→ The task
Could you write out everything from the start of the entries through the line containing "11, 90, 64, 135", including that line, with the requests kept as they are and 80 added to every bounding-box coordinate in the answers? Leave the numbers in the requests and their format samples unchanged, and leave the pictures out.

(Items from a data source)
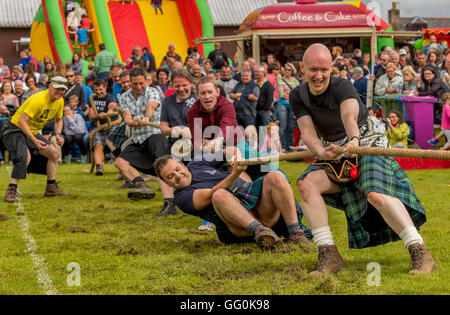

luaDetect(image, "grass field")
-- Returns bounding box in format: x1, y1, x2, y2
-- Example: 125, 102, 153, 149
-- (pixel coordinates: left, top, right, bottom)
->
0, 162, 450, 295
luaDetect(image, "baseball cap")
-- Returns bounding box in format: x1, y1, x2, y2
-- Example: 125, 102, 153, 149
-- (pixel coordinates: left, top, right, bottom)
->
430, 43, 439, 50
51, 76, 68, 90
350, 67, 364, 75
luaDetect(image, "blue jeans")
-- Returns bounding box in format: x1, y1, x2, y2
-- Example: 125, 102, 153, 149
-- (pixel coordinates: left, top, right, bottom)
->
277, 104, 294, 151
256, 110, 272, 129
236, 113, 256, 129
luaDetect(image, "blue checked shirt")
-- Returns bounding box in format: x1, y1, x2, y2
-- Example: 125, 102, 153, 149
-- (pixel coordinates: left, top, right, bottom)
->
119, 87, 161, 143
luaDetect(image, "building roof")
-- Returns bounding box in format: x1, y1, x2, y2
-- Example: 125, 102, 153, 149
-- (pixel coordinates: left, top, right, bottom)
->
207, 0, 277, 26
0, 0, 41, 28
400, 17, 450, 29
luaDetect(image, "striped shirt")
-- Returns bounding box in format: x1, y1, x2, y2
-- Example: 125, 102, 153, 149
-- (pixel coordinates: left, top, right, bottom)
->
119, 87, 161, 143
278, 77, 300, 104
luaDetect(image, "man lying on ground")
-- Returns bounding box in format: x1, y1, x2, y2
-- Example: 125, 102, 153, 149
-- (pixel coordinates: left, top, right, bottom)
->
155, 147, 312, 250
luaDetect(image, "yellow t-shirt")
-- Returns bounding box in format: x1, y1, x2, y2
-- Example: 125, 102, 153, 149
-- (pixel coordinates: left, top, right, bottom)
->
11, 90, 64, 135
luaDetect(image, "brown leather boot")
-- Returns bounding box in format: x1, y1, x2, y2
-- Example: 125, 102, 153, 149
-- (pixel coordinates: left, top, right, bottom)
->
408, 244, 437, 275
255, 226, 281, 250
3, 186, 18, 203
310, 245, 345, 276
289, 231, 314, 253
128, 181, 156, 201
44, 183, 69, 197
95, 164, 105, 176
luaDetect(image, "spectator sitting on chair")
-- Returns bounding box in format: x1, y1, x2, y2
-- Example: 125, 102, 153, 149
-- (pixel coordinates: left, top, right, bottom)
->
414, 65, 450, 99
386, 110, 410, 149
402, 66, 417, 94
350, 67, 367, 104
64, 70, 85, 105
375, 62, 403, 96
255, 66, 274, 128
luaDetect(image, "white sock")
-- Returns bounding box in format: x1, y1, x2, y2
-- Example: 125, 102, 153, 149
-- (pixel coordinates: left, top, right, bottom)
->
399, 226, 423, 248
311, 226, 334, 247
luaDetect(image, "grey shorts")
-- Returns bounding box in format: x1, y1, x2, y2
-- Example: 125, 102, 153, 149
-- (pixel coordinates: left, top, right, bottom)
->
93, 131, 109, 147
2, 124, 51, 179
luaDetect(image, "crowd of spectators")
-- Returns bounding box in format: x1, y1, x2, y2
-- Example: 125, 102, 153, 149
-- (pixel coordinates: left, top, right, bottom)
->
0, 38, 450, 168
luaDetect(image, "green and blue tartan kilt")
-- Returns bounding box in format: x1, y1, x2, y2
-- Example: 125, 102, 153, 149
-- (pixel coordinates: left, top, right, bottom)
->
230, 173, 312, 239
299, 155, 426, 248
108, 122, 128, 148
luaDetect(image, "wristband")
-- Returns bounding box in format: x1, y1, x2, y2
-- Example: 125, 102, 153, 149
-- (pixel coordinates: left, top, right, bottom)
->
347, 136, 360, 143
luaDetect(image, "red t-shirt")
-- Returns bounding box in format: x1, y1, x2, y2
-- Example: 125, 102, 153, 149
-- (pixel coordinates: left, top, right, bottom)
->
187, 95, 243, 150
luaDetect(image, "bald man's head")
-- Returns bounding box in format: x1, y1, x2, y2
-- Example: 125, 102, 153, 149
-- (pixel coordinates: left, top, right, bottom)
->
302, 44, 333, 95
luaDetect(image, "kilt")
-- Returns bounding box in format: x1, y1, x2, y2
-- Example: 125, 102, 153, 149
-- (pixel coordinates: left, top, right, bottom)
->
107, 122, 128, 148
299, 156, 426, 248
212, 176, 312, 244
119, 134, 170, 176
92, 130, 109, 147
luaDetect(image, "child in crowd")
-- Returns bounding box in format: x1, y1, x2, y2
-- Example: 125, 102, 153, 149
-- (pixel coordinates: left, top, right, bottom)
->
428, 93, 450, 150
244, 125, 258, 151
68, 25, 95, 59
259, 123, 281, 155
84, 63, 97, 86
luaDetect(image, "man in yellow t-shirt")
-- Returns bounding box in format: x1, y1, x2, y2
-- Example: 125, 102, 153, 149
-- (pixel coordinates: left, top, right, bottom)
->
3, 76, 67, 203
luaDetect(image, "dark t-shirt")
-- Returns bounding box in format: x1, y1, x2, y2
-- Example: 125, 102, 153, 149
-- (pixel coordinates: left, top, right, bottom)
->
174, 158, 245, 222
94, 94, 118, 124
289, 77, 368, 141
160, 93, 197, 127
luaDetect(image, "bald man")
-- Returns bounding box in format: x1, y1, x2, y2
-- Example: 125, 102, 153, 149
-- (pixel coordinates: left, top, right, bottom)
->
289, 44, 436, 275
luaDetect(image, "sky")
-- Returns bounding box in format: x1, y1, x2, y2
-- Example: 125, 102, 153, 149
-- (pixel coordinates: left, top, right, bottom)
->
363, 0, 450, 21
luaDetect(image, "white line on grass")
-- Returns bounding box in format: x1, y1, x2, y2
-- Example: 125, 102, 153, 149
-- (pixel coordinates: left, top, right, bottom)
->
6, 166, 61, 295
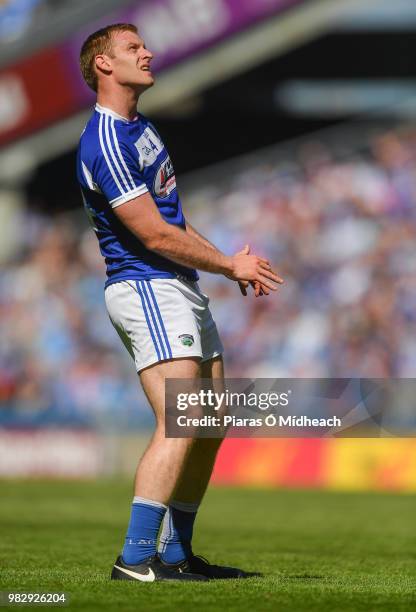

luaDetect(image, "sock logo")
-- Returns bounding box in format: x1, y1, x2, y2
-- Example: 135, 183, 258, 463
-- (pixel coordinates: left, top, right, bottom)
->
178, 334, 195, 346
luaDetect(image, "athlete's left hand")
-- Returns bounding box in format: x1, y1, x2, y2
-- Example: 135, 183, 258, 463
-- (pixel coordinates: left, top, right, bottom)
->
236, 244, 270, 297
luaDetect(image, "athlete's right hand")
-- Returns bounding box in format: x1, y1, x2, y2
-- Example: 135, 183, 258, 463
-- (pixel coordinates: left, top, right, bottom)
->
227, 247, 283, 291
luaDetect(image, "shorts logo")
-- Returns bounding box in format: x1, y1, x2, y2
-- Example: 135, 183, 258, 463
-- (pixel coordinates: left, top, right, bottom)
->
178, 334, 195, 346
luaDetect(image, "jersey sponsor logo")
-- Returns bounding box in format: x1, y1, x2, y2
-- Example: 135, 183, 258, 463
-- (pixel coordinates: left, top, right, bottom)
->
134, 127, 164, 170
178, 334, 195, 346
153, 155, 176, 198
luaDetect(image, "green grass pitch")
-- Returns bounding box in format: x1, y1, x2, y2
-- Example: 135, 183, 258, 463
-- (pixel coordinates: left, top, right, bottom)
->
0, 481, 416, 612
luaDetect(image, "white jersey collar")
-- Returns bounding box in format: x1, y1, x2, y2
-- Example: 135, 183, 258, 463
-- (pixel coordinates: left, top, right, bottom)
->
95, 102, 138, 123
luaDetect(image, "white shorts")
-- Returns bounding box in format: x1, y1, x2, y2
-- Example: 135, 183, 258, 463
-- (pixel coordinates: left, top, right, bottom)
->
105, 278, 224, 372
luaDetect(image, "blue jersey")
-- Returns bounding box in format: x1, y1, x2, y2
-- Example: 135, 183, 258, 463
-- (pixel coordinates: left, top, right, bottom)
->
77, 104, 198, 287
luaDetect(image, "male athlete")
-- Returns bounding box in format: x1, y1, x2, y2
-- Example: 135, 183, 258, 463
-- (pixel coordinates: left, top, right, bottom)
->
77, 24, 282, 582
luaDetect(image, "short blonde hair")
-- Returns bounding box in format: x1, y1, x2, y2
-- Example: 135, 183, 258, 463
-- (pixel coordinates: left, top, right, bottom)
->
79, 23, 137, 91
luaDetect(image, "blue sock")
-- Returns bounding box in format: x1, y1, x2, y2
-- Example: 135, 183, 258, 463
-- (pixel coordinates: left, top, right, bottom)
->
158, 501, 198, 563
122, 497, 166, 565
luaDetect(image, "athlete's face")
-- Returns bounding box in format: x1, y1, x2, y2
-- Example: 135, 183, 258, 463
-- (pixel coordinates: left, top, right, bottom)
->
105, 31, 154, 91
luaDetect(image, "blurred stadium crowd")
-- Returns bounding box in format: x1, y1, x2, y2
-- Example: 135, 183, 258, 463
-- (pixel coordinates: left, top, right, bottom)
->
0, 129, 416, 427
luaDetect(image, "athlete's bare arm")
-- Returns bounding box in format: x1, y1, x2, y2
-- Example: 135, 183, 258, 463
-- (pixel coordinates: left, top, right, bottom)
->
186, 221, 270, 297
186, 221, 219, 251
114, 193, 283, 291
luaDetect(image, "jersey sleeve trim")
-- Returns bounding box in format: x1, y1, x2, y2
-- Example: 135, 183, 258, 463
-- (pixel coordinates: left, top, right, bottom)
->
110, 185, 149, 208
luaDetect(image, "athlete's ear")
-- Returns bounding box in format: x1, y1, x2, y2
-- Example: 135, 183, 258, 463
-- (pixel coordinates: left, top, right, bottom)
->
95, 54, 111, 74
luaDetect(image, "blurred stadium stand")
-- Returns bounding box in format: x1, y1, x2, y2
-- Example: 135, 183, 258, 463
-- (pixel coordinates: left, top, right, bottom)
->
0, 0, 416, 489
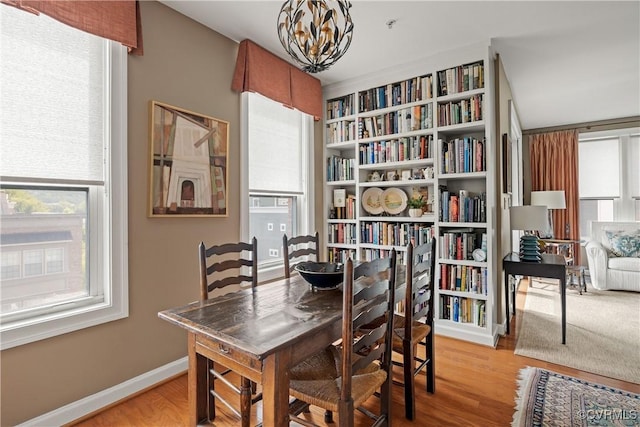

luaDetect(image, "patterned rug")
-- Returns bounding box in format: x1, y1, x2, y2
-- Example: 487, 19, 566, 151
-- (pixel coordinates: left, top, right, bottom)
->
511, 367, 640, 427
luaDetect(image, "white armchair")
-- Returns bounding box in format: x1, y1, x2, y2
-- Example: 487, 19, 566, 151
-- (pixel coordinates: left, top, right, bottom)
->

→ Written response
luaDetect(image, "grass field")
-- Returns bounding box in format: x1, y1, x2, y2
-- Example: 125, 102, 153, 149
-- (pixel coordinates: left, top, right, bottom)
->
80, 242, 530, 375
luaDetect(image, "baseball cap")
-- Returns bounding box in format: x1, y1, x2, y2
-- Example: 125, 102, 153, 149
-- (pixel coordinates: left, top, right, bottom)
->
510, 123, 519, 130
131, 156, 148, 170
430, 147, 444, 155
luaDetect(image, "blue jeans")
-- Returns bounding box in format: x1, y1, x2, y2
-- Example: 125, 102, 153, 149
-- (pixel coordinates: left, top, right, bottom)
->
357, 184, 374, 231
336, 190, 352, 209
316, 193, 336, 209
luaDetect(image, "blue checked shirt")
-- Returns bounding box in format: x1, y1, x2, y2
-- Example: 125, 102, 153, 149
-- (pixel coordinates: left, top, right, bottom)
->
199, 167, 241, 223
luaDetect(image, "building roof")
-- Returns bounding box in format: x1, y1, x2, y2
-- Example: 125, 102, 153, 149
-- (pixel coordinates: left, top, right, bottom)
->
287, 80, 357, 106
80, 80, 121, 108
480, 97, 530, 109
luaDetect(image, "striped shirt")
-- Returns bounding box in format: x1, y1, x2, y2
-- Example: 125, 102, 153, 149
-- (pixel coordinates: left, top, right, bottom)
->
199, 167, 241, 223
358, 157, 380, 184
luaDetect(image, "man lying on ground")
-- Returns bounding box in format: x1, y1, x2, y2
-- Example: 125, 102, 153, 149
-- (pixel coordinates: left, top, right, bottom)
->
235, 227, 392, 330
luaDetect(image, "yellow t-shirt")
-- Returns bounding box in format: x1, y1, x2, y2
-- Example: 125, 102, 153, 149
-- (pixel coordinates: left, top, right, bottom)
->
91, 170, 144, 215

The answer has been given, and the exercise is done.